===== GIVEN ENTRIES

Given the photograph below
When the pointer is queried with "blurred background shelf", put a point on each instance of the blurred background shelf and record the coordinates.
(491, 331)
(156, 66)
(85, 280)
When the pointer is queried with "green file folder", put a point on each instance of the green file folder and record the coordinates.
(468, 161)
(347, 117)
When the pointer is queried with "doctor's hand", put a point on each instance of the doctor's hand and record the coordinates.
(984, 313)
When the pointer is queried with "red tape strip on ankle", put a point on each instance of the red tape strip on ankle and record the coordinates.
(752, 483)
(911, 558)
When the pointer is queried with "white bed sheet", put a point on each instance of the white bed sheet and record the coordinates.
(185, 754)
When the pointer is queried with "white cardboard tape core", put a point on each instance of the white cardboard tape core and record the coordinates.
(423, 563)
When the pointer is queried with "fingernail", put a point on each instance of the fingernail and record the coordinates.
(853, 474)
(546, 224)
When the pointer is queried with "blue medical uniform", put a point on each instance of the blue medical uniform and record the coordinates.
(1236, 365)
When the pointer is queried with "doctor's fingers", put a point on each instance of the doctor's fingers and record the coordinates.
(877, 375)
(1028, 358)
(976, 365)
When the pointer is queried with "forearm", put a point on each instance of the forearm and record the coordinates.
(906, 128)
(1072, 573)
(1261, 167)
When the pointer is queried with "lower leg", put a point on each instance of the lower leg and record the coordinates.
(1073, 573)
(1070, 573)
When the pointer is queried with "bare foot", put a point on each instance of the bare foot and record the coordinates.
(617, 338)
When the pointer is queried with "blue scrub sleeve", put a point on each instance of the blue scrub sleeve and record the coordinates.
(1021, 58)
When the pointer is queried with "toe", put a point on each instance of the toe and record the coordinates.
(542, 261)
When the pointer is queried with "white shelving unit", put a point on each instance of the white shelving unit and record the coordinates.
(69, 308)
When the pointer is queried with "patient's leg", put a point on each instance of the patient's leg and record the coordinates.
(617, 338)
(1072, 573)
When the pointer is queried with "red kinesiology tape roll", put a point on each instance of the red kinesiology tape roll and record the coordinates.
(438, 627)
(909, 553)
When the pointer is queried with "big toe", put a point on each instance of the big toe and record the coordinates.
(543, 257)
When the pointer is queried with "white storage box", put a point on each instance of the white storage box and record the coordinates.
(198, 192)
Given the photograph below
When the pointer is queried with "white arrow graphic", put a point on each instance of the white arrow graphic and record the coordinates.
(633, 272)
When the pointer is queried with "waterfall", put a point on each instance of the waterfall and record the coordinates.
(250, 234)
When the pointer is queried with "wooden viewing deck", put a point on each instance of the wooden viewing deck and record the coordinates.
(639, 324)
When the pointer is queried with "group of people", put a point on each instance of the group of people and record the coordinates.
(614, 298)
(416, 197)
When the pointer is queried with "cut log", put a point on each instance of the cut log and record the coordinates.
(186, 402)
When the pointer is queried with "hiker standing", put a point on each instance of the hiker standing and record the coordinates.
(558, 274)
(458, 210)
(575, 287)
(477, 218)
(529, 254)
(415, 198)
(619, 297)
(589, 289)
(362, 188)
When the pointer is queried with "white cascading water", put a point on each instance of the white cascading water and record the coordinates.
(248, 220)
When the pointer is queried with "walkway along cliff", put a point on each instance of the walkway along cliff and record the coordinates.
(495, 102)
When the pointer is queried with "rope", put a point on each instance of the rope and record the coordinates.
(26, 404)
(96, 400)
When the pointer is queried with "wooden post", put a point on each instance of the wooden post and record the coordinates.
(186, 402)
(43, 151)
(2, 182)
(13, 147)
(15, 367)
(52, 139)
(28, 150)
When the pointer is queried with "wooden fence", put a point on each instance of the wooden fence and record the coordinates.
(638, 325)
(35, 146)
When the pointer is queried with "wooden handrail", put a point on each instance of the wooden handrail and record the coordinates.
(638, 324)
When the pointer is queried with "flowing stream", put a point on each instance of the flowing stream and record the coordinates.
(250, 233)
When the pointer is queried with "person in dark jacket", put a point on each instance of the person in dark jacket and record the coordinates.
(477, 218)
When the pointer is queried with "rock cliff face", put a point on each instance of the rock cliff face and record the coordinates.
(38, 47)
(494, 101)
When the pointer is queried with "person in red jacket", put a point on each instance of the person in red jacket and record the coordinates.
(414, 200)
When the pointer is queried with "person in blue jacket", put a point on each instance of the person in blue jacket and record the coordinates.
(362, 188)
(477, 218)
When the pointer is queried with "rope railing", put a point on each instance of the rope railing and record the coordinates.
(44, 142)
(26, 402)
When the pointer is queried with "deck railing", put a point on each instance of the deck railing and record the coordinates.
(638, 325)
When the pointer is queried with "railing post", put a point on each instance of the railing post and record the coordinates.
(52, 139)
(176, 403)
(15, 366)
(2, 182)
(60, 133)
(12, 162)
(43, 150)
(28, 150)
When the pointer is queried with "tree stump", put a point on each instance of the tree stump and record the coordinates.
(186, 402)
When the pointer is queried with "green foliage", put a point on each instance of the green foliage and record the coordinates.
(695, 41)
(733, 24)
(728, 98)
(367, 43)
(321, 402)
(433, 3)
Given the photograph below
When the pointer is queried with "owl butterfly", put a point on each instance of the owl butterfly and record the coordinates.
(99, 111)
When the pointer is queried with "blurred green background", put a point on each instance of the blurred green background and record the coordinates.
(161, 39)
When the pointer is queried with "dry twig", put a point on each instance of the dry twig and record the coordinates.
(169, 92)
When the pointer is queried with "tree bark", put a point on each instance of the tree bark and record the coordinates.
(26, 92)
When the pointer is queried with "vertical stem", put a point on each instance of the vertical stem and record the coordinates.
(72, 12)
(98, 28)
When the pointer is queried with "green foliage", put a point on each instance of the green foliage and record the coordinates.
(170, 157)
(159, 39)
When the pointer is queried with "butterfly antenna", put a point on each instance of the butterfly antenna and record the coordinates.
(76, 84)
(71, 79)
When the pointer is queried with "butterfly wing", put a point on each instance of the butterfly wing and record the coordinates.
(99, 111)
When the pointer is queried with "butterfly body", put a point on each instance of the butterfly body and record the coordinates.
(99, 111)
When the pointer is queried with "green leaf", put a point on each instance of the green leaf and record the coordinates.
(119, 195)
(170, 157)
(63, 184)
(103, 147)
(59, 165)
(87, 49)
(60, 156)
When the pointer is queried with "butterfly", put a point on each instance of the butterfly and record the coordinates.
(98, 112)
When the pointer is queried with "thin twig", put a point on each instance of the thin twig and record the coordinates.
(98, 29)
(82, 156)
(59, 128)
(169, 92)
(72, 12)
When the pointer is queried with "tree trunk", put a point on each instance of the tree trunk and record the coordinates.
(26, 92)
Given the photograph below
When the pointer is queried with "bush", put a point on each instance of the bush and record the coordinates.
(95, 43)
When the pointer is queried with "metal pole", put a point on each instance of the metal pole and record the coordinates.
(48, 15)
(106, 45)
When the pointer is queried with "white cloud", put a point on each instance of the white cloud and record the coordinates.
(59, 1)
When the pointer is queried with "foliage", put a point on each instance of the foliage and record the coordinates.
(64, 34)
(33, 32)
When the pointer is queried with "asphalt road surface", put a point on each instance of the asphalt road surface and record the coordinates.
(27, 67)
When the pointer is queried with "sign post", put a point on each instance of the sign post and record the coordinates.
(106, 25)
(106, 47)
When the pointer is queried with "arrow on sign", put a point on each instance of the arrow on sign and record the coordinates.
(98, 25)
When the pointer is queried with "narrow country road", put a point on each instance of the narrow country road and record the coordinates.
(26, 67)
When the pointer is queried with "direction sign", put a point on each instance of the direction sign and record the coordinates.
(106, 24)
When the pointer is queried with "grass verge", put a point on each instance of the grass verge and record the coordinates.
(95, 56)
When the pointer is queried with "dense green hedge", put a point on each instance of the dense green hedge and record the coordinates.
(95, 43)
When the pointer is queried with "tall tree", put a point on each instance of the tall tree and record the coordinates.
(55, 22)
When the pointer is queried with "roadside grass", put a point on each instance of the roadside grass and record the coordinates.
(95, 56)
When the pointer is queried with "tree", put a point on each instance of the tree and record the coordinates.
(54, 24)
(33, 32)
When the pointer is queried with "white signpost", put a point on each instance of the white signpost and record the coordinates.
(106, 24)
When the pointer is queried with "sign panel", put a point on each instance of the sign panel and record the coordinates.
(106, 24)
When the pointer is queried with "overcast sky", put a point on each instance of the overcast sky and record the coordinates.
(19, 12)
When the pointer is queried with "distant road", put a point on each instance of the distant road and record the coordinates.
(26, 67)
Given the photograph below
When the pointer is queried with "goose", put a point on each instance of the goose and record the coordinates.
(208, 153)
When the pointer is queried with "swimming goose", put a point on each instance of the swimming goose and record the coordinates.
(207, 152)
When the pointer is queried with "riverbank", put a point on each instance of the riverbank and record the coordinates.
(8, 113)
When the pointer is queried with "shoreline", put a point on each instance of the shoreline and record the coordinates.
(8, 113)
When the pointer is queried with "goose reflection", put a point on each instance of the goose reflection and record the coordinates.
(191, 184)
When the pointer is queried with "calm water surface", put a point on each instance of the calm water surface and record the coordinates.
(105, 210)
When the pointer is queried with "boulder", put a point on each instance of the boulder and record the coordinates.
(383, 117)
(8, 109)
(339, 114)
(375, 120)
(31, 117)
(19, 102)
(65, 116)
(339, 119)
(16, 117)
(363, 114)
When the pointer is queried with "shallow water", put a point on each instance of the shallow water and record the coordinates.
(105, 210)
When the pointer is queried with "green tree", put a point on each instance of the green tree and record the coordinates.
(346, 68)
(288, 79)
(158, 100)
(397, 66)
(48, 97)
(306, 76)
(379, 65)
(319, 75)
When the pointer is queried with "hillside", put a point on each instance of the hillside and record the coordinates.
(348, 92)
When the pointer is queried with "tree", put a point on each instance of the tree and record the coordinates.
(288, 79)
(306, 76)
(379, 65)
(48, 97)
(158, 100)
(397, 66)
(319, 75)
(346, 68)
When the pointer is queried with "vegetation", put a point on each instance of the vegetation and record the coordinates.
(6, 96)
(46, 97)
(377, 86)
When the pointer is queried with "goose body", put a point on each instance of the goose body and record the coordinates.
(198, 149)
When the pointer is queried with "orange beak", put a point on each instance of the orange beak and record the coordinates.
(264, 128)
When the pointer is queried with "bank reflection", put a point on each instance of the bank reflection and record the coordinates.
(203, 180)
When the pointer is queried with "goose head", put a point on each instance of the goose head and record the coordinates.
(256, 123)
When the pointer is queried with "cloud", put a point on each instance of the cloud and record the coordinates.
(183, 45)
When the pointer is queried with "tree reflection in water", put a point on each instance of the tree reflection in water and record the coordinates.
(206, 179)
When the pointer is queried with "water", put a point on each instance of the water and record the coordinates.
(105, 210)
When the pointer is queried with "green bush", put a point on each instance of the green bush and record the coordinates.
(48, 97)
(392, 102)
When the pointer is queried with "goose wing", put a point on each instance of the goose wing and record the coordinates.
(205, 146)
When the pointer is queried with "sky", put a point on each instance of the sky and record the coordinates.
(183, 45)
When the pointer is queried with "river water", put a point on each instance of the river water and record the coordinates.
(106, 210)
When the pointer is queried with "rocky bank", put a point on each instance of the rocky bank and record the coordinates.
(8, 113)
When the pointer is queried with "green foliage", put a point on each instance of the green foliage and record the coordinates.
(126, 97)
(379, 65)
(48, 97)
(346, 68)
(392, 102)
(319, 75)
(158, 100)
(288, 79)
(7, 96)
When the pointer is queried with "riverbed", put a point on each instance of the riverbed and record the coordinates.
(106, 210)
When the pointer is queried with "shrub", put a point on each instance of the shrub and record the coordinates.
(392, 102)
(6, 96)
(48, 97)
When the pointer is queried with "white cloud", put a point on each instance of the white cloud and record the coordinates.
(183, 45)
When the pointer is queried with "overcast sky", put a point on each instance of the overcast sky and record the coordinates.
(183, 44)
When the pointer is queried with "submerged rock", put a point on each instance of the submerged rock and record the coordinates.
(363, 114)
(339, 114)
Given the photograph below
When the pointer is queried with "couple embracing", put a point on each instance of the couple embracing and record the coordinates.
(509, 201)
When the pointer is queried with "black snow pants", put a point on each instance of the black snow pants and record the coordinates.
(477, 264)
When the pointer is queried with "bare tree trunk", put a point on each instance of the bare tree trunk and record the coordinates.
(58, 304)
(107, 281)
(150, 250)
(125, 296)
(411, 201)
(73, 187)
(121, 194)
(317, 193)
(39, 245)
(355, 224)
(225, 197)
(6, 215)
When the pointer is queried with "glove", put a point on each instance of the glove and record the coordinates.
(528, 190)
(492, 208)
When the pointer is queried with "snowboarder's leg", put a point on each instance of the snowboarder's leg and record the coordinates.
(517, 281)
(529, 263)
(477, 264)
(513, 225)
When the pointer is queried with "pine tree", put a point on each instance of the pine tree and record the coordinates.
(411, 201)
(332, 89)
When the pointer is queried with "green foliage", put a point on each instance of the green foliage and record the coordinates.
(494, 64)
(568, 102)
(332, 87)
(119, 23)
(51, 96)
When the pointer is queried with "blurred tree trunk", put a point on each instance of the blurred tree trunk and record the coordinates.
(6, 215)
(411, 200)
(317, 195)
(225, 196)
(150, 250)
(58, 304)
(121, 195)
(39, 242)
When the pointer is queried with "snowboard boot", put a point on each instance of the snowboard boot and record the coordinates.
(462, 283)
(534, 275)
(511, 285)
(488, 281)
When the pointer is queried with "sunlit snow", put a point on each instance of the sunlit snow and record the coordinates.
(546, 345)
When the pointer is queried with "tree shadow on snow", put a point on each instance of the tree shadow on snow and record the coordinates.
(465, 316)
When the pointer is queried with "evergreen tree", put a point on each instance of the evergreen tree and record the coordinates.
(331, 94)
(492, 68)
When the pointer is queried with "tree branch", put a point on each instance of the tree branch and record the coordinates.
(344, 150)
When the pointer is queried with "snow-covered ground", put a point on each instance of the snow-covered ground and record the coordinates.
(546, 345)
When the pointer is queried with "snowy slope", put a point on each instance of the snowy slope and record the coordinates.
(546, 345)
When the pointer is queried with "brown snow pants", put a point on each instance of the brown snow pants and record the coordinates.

==========

* BRIEF *
Each line from the one containing "branch and record the coordinates." through the end of the entries, both included, is to be returned exactly, with no other lines.

* WRITTEN ANSWER *
When the pointer is queried with "tree branch", put a point on each instance of the tree branch and record the coordinates.
(344, 150)
When the pointer is queried with "snow-covered ground", put a point on each instance of the snow-covered ground and record the coordinates.
(546, 345)
When the pointer is queried with "snowy slope", put a point on each instance of the snowy slope and record the coordinates.
(546, 345)
When the pointer is queried with "brown snow pants", put a point on each instance of the brown snow pants and record the coordinates.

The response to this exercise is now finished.